Re: [PATCH v3 bpf-next 2/3] bpf: Introduce task_vma open-coded iterator kfuncs

Andrii Nakryiko <andrii.nakryiko@xxxxxxxxx> · Wed, 23 Aug 2023 10:07:12 -0700

On Wed, Aug 23, 2023 at 12:26 AM David Marchevsky
<david.marchevsky@xxxxxxxxx> wrote:
>
> On 8/22/23 7:52 PM, Andrii Nakryiko wrote:
> > On Mon, Aug 21, 2023 at 10:06 PM Dave Marchevsky <davemarchevsky@xxxxxx> wrote:
> >>
> >> This patch adds kfuncs bpf_iter_task_vma_{new,next,destroy} which allow
> >> creation and manipulation of struct bpf_iter_task_vma in open-coded
> >> iterator style. BPF programs can use these kfuncs directly or through
> >> bpf_for_each macro for natural-looking iteration of all task vmas.
> >>
> >> The implementation borrows heavily from bpf_find_vma helper's locking -
> >> differing only in that it holds the mmap_read lock for all iterations
> >> while the helper only executes its provided callback on a maximum of 1
> >> vma. Aside from locking, struct vma_iterator and vma_next do all the
> >> heavy lifting.
> >>
> >> The newly-added struct bpf_iter_task_vma has a name collision with a
> >> selftest for the seq_file task_vma iter's bpf skel, so the selftests/bpf/progs
> >> file is renamed in order to avoid the collision.

GIVEN EXERCISE:
Copy the part of the patch email that starts at "On Wed, Aug" and ends at "all task vmas.".

Recorded data
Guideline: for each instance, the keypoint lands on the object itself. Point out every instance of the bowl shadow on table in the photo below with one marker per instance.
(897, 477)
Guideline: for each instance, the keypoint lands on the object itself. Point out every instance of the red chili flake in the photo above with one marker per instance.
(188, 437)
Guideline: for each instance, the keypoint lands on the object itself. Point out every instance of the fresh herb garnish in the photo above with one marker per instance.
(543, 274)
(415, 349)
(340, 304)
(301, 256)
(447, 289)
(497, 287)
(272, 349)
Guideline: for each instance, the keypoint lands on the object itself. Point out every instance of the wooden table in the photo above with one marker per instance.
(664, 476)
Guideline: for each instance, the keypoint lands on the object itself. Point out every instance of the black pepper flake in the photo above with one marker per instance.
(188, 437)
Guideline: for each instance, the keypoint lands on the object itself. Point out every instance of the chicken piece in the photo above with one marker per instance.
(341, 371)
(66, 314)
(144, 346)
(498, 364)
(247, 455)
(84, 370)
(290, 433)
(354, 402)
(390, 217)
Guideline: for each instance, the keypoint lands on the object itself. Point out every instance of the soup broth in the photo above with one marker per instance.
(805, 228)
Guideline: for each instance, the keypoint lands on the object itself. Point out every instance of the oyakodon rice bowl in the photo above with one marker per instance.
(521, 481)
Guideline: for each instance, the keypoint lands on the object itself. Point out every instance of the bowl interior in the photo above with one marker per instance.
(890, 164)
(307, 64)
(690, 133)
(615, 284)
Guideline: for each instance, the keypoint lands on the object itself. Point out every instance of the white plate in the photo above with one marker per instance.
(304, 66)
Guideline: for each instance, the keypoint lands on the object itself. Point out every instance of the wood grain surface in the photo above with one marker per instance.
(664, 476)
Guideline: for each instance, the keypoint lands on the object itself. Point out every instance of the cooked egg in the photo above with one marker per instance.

EXERCISE SOLUTION:
On Wed, Aug 23, 2023 at 12:26 AM David Marchevsky
<david.marchevsky@xxxxxxxxx> wrote:
>
> On 8/22/23 7:52 PM, Andrii Nakryiko wrote:
> > On Mon, Aug 21, 2023 at 10:06 PM Dave Marchevsky <davemarchevsky@xxxxxx> wrote:
> >>
> >> This patch adds kfuncs bpf_iter_task_vma_{new,next,destroy} which allow
> >> creation and manipulation of struct bpf_iter_task_vma in open-coded
> >> iterator style. BPF programs can use these kfuncs directly or through
> >> bpf_for_each macro for natural-looking iteration of all task vmas.